> [Input material]
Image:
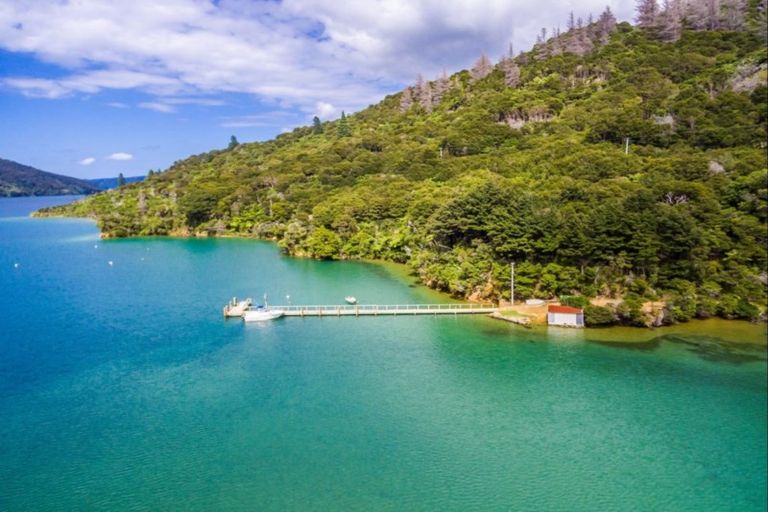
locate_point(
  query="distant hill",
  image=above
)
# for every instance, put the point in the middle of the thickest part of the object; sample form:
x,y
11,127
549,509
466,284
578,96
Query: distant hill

> [Work to complete]
Copy out the data above line for line, leaving out the picture.

> [Written reply]
Image:
locate_point(
  query="distant hill",
  image=above
)
# for every instance, put the point in the middle of the thickest part of the object; sample form:
x,y
11,127
549,509
466,284
578,96
Query: distant hill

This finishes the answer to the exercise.